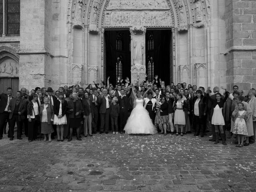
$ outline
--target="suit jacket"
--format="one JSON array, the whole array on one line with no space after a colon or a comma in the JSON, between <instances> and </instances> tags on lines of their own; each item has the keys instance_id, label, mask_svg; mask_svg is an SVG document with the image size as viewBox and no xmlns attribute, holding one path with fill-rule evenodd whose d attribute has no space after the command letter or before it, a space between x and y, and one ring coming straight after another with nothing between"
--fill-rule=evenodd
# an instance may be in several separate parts
<instances>
[{"instance_id":1,"label":"suit jacket","mask_svg":"<svg viewBox=\"0 0 256 192\"><path fill-rule=\"evenodd\" d=\"M16 104L16 98L13 98L11 100L11 102L8 106L8 110L10 110L12 112L10 113L9 116L9 118L11 119L12 118L13 115L13 112L15 108L15 105ZM26 105L24 104L24 100L22 98L20 98L20 106L19 106L18 112L20 112L20 115L18 114L18 120L19 121L21 121L21 116L23 113L26 111Z\"/></svg>"},{"instance_id":2,"label":"suit jacket","mask_svg":"<svg viewBox=\"0 0 256 192\"><path fill-rule=\"evenodd\" d=\"M13 97L12 97L12 98ZM0 113L3 113L6 107L8 95L6 93L2 93L0 94Z\"/></svg>"},{"instance_id":3,"label":"suit jacket","mask_svg":"<svg viewBox=\"0 0 256 192\"><path fill-rule=\"evenodd\" d=\"M254 97L248 102L249 106L252 109L252 121L256 121L256 97Z\"/></svg>"},{"instance_id":4,"label":"suit jacket","mask_svg":"<svg viewBox=\"0 0 256 192\"><path fill-rule=\"evenodd\" d=\"M110 107L111 98L108 96L108 103ZM106 102L107 101L105 99L105 96L103 96L103 98L102 97L100 97L99 98L99 103L100 104L100 113L106 113L106 105L107 104Z\"/></svg>"},{"instance_id":5,"label":"suit jacket","mask_svg":"<svg viewBox=\"0 0 256 192\"><path fill-rule=\"evenodd\" d=\"M39 116L40 116L40 122L42 122L42 117L43 114L43 110L44 106L44 104L41 104L39 108ZM54 110L52 105L50 103L48 104L48 106L46 107L46 112L47 112L47 124L51 124L51 119L54 118Z\"/></svg>"},{"instance_id":6,"label":"suit jacket","mask_svg":"<svg viewBox=\"0 0 256 192\"><path fill-rule=\"evenodd\" d=\"M61 110L62 110L62 115L64 116L67 112L68 107L68 102L66 100L64 100L63 103L61 104ZM53 106L54 110L54 114L57 116L59 115L59 111L60 111L60 102L58 99L56 101L56 104Z\"/></svg>"},{"instance_id":7,"label":"suit jacket","mask_svg":"<svg viewBox=\"0 0 256 192\"><path fill-rule=\"evenodd\" d=\"M70 99L68 102L68 109L74 109L74 100L73 99ZM80 100L78 99L76 101L76 110L74 110L73 112L71 112L69 110L68 110L67 112L69 113L70 118L81 118L81 114L83 112L83 105L82 104L82 102ZM79 113L79 114L77 116L76 116L76 113L77 112Z\"/></svg>"},{"instance_id":8,"label":"suit jacket","mask_svg":"<svg viewBox=\"0 0 256 192\"><path fill-rule=\"evenodd\" d=\"M83 114L84 115L88 116L90 114L90 110L91 111L91 113L92 113L92 115L94 116L94 111L92 109L92 100L90 99L90 98L88 98L88 99L89 100L89 102L90 102L90 105L88 103L87 101L87 100L85 98L84 98L82 101L82 103L83 104L83 108L84 109L84 110L83 111Z\"/></svg>"},{"instance_id":9,"label":"suit jacket","mask_svg":"<svg viewBox=\"0 0 256 192\"><path fill-rule=\"evenodd\" d=\"M168 112L168 114L174 112L174 111L173 110L173 102L174 101L174 99L173 98L169 98L168 101L166 100L166 102L168 105L167 111Z\"/></svg>"},{"instance_id":10,"label":"suit jacket","mask_svg":"<svg viewBox=\"0 0 256 192\"><path fill-rule=\"evenodd\" d=\"M94 100L93 95L90 95L89 96L89 98L92 101L92 108L93 110L93 113L94 114L98 113L99 110L99 106L100 106L100 105L99 105L99 97L98 96L96 96L96 101L95 101L95 102L93 103L92 101ZM95 105L96 103L97 103L97 105Z\"/></svg>"}]
</instances>

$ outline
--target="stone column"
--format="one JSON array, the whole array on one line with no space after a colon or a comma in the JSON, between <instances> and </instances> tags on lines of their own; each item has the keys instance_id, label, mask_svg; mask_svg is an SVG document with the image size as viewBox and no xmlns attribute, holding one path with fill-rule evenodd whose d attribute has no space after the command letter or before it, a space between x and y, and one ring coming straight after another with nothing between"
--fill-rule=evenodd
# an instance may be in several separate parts
<instances>
[{"instance_id":1,"label":"stone column","mask_svg":"<svg viewBox=\"0 0 256 192\"><path fill-rule=\"evenodd\" d=\"M139 82L144 80L146 75L146 28L142 26L134 26L130 28L131 33L131 82L134 84L139 77Z\"/></svg>"}]
</instances>

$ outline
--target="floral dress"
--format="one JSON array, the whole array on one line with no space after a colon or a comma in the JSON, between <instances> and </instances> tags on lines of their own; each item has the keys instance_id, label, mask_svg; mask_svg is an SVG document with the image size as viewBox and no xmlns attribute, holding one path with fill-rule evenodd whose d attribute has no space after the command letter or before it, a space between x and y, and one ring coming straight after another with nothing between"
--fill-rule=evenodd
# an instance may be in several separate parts
<instances>
[{"instance_id":1,"label":"floral dress","mask_svg":"<svg viewBox=\"0 0 256 192\"><path fill-rule=\"evenodd\" d=\"M235 116L233 133L245 135L248 134L246 122L248 118L247 114L244 110L237 111Z\"/></svg>"}]
</instances>

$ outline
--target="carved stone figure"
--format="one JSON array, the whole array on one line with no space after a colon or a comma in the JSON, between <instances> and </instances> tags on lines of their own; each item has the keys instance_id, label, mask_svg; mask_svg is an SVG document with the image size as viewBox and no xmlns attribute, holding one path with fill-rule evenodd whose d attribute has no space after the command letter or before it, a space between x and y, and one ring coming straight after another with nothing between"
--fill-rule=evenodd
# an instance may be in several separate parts
<instances>
[{"instance_id":1,"label":"carved stone figure","mask_svg":"<svg viewBox=\"0 0 256 192\"><path fill-rule=\"evenodd\" d=\"M203 20L203 6L201 1L200 0L193 0L193 2L195 4L196 21L197 22L202 21Z\"/></svg>"},{"instance_id":2,"label":"carved stone figure","mask_svg":"<svg viewBox=\"0 0 256 192\"><path fill-rule=\"evenodd\" d=\"M144 42L135 41L134 46L134 65L142 65L144 48Z\"/></svg>"}]
</instances>

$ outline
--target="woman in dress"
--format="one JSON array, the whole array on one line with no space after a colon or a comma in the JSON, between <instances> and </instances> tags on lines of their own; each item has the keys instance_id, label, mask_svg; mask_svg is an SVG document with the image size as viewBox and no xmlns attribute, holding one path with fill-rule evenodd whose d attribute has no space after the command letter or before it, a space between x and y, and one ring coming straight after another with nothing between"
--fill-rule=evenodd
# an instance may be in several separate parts
<instances>
[{"instance_id":1,"label":"woman in dress","mask_svg":"<svg viewBox=\"0 0 256 192\"><path fill-rule=\"evenodd\" d=\"M186 119L184 108L186 104L182 100L182 96L180 93L176 95L176 100L174 104L174 126L176 128L176 135L179 134L179 130L180 131L180 136L183 136L183 128L186 125Z\"/></svg>"},{"instance_id":2,"label":"woman in dress","mask_svg":"<svg viewBox=\"0 0 256 192\"><path fill-rule=\"evenodd\" d=\"M238 108L233 113L234 120L233 133L237 134L238 144L236 147L242 147L244 143L244 138L248 134L246 121L248 120L246 111L244 110L244 106L242 103L238 104Z\"/></svg>"},{"instance_id":3,"label":"woman in dress","mask_svg":"<svg viewBox=\"0 0 256 192\"><path fill-rule=\"evenodd\" d=\"M220 93L215 94L216 100L212 99L209 95L209 90L207 90L206 96L208 99L210 100L212 103L212 107L214 108L213 114L212 118L212 124L214 125L215 128L215 135L216 136L216 141L214 144L217 144L219 142L219 129L220 131L220 137L222 140L222 144L226 145L226 138L224 134L223 126L225 125L225 121L222 115L222 108L224 106L224 103L228 99L229 96L229 93L227 91L226 89L222 86L221 88L225 90L225 98L223 99L222 95Z\"/></svg>"},{"instance_id":4,"label":"woman in dress","mask_svg":"<svg viewBox=\"0 0 256 192\"><path fill-rule=\"evenodd\" d=\"M68 102L68 108L70 109L68 111L69 113L70 134L68 142L72 140L73 129L76 130L76 140L82 141L79 137L79 128L81 126L81 114L83 111L83 106L82 102L78 99L77 93L72 94L72 98Z\"/></svg>"},{"instance_id":5,"label":"woman in dress","mask_svg":"<svg viewBox=\"0 0 256 192\"><path fill-rule=\"evenodd\" d=\"M44 98L44 104L40 106L39 116L41 121L41 133L44 134L44 141L47 139L47 135L49 142L52 141L51 135L54 131L52 128L52 122L53 122L54 111L52 105L49 103L49 97L45 96Z\"/></svg>"},{"instance_id":6,"label":"woman in dress","mask_svg":"<svg viewBox=\"0 0 256 192\"><path fill-rule=\"evenodd\" d=\"M124 129L125 134L154 134L157 133L157 131L152 123L148 112L143 107L145 94L142 96L139 90L137 90L135 94L133 85L132 86L132 95L135 98L136 106L132 111Z\"/></svg>"},{"instance_id":7,"label":"woman in dress","mask_svg":"<svg viewBox=\"0 0 256 192\"><path fill-rule=\"evenodd\" d=\"M60 92L59 94L59 99L57 100L56 104L54 105L54 118L53 124L56 125L58 141L63 141L63 133L64 132L64 125L67 124L67 118L66 113L67 111L68 103L64 100L64 94Z\"/></svg>"}]
</instances>

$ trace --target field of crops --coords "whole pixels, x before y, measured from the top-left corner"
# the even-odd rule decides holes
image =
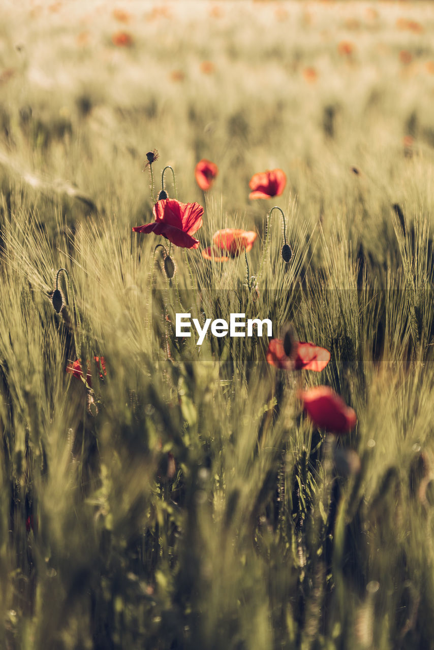
[[[3,3],[1,648],[434,648],[433,101],[430,2]]]

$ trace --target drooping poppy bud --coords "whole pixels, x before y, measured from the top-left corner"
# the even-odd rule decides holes
[[[286,263],[286,264],[291,261],[291,259],[292,257],[292,248],[289,244],[284,244],[282,247],[280,254],[282,255],[282,259],[284,262]]]
[[[164,270],[169,280],[173,278],[175,274],[175,263],[169,255],[164,259]]]
[[[51,302],[53,303],[55,311],[57,313],[60,314],[61,309],[63,307],[63,296],[62,296],[62,292],[60,289],[56,289],[53,292]]]

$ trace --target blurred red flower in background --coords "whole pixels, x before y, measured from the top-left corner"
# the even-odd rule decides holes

# # # # # # #

• [Problem statement] Copy the rows from the line containing "trace --target field" through the end of the rows, leaving out the pictures.

• [Task response]
$ trace --target field of crops --coords "whole pixels, x before y, measured from the top-left corner"
# the even-odd rule decides holes
image =
[[[3,3],[1,648],[434,648],[433,101],[430,2]]]

$ trace --target drooping poppy bud --coords "whole pixels, x before y, measured from the top-left corner"
# the even-odd rule decides holes
[[[286,263],[286,264],[291,261],[291,259],[292,257],[292,248],[289,244],[284,244],[282,247],[280,254],[282,255],[282,259],[284,262]]]
[[[164,270],[169,280],[173,278],[175,274],[175,263],[169,255],[164,259]]]
[[[51,302],[53,303],[55,311],[57,313],[60,314],[61,309],[63,307],[63,296],[62,296],[62,292],[60,289],[56,289],[53,292]]]

$ trace --target blurred red flower in background --coords "whole pixels, x before y, measured from the top-left corner"
# the even-odd rule decides holes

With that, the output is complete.